* [What to do]: Starting at the first line and ending at the last, reproduce the records below exactly.

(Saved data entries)
·····

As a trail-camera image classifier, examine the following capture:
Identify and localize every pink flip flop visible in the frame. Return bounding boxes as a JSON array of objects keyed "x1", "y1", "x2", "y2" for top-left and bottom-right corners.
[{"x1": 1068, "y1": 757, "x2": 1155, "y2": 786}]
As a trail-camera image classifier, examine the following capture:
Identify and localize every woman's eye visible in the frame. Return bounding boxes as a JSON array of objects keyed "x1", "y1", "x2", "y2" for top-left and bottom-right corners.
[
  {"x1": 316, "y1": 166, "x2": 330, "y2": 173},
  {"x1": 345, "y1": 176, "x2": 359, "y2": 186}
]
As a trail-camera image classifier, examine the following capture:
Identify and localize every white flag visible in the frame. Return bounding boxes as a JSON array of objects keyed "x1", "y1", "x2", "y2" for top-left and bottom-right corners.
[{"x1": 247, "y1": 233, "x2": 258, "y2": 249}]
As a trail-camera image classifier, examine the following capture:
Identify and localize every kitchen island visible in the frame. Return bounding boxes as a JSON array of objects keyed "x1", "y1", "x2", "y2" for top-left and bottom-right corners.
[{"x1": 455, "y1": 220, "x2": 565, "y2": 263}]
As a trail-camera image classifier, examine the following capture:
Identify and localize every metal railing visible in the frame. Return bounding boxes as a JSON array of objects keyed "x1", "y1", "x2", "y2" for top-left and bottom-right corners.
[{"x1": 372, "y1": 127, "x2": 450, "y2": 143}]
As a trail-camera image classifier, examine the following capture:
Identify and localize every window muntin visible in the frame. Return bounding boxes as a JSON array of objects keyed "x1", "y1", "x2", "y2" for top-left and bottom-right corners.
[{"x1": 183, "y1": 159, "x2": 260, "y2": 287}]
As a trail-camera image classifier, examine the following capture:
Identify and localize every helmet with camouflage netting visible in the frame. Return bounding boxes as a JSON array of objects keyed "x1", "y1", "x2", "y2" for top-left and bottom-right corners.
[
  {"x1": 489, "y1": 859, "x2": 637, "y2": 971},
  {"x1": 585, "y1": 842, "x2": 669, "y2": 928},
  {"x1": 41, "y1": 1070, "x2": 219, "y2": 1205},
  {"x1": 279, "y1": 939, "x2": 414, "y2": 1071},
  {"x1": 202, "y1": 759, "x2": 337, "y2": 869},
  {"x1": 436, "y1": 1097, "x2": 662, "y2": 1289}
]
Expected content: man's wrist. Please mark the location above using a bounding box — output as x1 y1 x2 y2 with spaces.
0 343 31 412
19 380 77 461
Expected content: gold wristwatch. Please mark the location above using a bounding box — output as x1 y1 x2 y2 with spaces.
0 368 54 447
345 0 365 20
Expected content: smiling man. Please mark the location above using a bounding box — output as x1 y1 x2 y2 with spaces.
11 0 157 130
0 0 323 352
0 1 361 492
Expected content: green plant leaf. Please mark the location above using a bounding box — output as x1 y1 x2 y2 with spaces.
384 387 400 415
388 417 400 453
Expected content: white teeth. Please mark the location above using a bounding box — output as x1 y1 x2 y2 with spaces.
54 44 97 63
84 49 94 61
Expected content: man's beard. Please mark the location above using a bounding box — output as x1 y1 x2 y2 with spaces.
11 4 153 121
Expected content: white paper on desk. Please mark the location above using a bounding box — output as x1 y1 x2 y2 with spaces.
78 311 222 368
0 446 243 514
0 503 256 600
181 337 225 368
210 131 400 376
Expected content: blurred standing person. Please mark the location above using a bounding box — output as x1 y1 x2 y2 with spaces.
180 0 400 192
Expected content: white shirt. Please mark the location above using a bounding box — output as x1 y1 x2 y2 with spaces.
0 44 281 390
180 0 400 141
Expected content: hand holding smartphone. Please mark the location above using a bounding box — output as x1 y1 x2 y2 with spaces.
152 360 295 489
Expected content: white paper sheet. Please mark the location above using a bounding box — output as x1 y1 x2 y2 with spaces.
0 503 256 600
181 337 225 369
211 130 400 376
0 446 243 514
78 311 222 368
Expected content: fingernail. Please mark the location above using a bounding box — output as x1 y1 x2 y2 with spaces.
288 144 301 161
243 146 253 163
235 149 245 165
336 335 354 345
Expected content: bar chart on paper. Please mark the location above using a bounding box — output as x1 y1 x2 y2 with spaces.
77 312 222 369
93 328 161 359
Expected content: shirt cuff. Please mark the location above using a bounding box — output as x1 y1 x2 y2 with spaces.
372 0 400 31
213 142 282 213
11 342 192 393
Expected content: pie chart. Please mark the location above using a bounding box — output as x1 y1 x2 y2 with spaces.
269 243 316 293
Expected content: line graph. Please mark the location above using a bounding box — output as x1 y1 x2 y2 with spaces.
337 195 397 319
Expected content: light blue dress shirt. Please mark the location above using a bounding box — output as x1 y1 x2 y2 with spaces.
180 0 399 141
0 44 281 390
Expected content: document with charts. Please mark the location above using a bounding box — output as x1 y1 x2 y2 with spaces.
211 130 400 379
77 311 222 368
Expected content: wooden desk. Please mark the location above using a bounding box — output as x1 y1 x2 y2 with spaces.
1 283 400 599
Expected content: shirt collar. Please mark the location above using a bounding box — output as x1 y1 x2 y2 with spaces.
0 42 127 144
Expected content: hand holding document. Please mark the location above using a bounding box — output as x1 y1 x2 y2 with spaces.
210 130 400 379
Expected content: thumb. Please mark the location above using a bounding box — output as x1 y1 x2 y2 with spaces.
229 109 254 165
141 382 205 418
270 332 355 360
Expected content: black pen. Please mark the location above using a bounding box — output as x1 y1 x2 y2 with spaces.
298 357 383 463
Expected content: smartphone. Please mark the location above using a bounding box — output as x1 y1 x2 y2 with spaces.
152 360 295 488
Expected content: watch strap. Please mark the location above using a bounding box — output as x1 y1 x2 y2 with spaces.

·····

* [Answer section]:
As a trail-camera image classifier, examine the following capture:
Identify and localize every pink flip flop visible in the frame. Return bounding boxes as a JSON array of objects keyed "x1", "y1", "x2", "y2" for top-left and bottom-right corners.
[{"x1": 1068, "y1": 757, "x2": 1155, "y2": 786}]
As a trail-camera image classifier, examine the following capture:
Identify and localize every woman's eye visible in the frame. Return bounding boxes as a JSON array of objects keyed "x1", "y1", "x2", "y2" for top-left and bottom-right corners.
[
  {"x1": 316, "y1": 166, "x2": 330, "y2": 173},
  {"x1": 345, "y1": 176, "x2": 359, "y2": 186}
]
As a trail-camera image classifier, examine the following capture:
Identify and localize every white flag visible in the frame. Return bounding boxes as a JSON array of objects keyed "x1", "y1", "x2", "y2" for top-left and bottom-right corners.
[{"x1": 247, "y1": 233, "x2": 258, "y2": 249}]
As a trail-camera image classifier, examine the following capture:
Identify and localize every kitchen island visible in the frame. Return bounding boxes as a JSON array of objects keyed "x1", "y1", "x2", "y2" for top-left and bottom-right corners.
[{"x1": 455, "y1": 220, "x2": 565, "y2": 263}]
As a trail-camera image classifier, examine the following capture:
Identify and localize every metal railing visible in the frame. Return bounding boxes as a JSON array of objects keyed "x1", "y1", "x2", "y2" for top-left and bottom-right corners.
[{"x1": 372, "y1": 127, "x2": 450, "y2": 143}]
As a trail-camera image classifier, examine the following capture:
Identify and localize every window muntin visible in the frame. Return bounding boxes as a JSON array of objects keyed "x1", "y1", "x2", "y2" for top-left and bottom-right corners.
[{"x1": 183, "y1": 159, "x2": 260, "y2": 287}]
As a trail-camera image classifier, examine the following capture:
Identify and localize every helmet with camouflage netting visible in the frame. Return bounding boxes as a JSON array of objects keyed "x1", "y1", "x2", "y2" for top-left and bottom-right corners.
[
  {"x1": 489, "y1": 859, "x2": 637, "y2": 971},
  {"x1": 585, "y1": 842, "x2": 669, "y2": 928},
  {"x1": 41, "y1": 1070, "x2": 219, "y2": 1205},
  {"x1": 279, "y1": 939, "x2": 414, "y2": 1071},
  {"x1": 202, "y1": 759, "x2": 337, "y2": 869},
  {"x1": 436, "y1": 1097, "x2": 662, "y2": 1289}
]
Expected content: man's wrist. Please mark the location above using a bounding box — output as x1 y1 x2 y2 with spaces.
0 343 31 412
19 380 77 461
Expected content: gold wristwatch. Please mark the location above using a bounding box — output as x1 y1 x2 y2 with spaces.
0 368 54 447
345 0 365 20
Expected content: smiling man. Please mark the location above using a bounding box — output as x1 y1 x2 y2 with spaces.
11 0 157 130
0 0 323 352
0 1 361 492
Expected content: green plant leaf. Please mark the location above using a bounding box — output as x1 y1 x2 y2 with spaces.
384 387 400 415
388 417 400 453
Expected content: white teeth. Please mark the location above using a bounding box — output as x1 y1 x2 y2 with spaces.
54 44 97 63
84 49 94 61
Expected content: man's beard. Please mark the location above using a bounding box — output as x1 y1 x2 y2 with spaces.
11 4 153 121
Expected content: white paper on desk. Please mark the location above using a bounding box — output as x1 y1 x2 y2 with spaces.
78 311 222 368
0 446 243 514
0 503 256 600
181 337 225 368
210 131 400 376
Expected content: blurred standing person. Please mark the location above using a bounding box — output as x1 y1 x2 y2 with spaces.
180 0 400 192
Expected content: white shirt. Please mark the location above using a bounding box — output as x1 y1 x2 y2 with spaces.
0 44 281 390
180 0 400 141
Expected content: hand holding smartphone. Please mark the location above using a bounding box — output as x1 y1 x2 y2 with spaces.
152 360 295 489
Expected content: white paper sheet. Please mark the location above using a bounding box — output as x1 y1 x2 y2 with spaces.
0 503 256 600
181 337 225 369
211 130 400 376
0 446 243 514
78 311 222 368
Expected content: fingernail. Please mark the location above using a bounding box — output as x1 y1 x2 y2 with spaces.
288 144 301 161
243 146 253 163
235 149 245 165
336 335 354 345
Expected content: bar chart on paper. Please mark the location above using a bounding box — output as x1 y1 x2 y2 with spaces.
77 312 222 369
93 328 161 359
Expected content: shirt cuff. Please mark the location above using a bounding box — output as x1 y1 x2 y2 with spaces.
372 0 400 31
213 142 282 213
11 342 192 393
Expected content: pie chart. Please mark the location above using a bounding box — output as x1 y1 x2 y2 with spaces.
269 243 316 293
Expected content: line graph. Please mark the location above using a bounding box — output as x1 y1 x2 y2 with spaces.
337 195 397 319
Expected content: light blue dress shirt. Please mark the location above using a bounding box — output as x1 y1 x2 y2 with spaces.
180 0 399 141
0 44 281 390
Expected content: document with charts. Please mark the location above using a bounding box — output as x1 y1 x2 y2 with spaces.
211 130 400 379
77 311 222 368
Expected content: wooden desk. Please mark the location above using a bounding box — output as x1 y1 x2 y2 with spaces.
1 283 400 599
Expected content: shirt collar. Please mark the location above using a bounding box — output as x1 y1 x2 y2 with spaces.
0 42 127 144
Expected content: hand holding document. Please mark the location above using a bounding box — output as x1 y1 x2 y2 with spaces.
210 130 400 379
Expected content: thumb. Please mark the location above using a bounding box — output as x1 y1 x2 y2 with spaces.
229 109 254 165
141 382 205 418
270 332 355 360
Expected content: black pen. Please mark the location above using a bounding box — output as x1 y1 x2 y2 with spaces.
298 357 383 463
Expected content: smartphone. Please mark the location above using a bounding box — output as x1 y1 x2 y2 with spaces.
152 360 295 488
Expected content: watch strap. Please mark the location above using a bounding box — output as x1 y1 x2 y2 with spaces.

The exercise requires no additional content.